(RECORDS SUPPLIED Opens)

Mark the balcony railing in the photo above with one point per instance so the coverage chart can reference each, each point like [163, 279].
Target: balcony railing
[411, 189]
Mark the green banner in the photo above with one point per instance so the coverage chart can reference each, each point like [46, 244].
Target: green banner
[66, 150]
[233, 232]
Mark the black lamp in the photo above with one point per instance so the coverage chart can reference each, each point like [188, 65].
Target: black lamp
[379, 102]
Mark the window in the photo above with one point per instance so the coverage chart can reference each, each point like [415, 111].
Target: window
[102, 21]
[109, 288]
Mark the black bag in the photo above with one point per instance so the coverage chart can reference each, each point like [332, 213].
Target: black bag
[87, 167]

(RECORDS SUPPLIED Closes)

## TO DO
Nothing but the lines from the one holding "Target: window" to the end of the entries should be output, each exactly as it appears.

## ANSWER TO THIS PROBLEM
Target: window
[102, 21]
[109, 288]
Mark the black bag in the photo above with one point per instance so the coverage chart can reference each, each point like [332, 213].
Target: black bag
[87, 167]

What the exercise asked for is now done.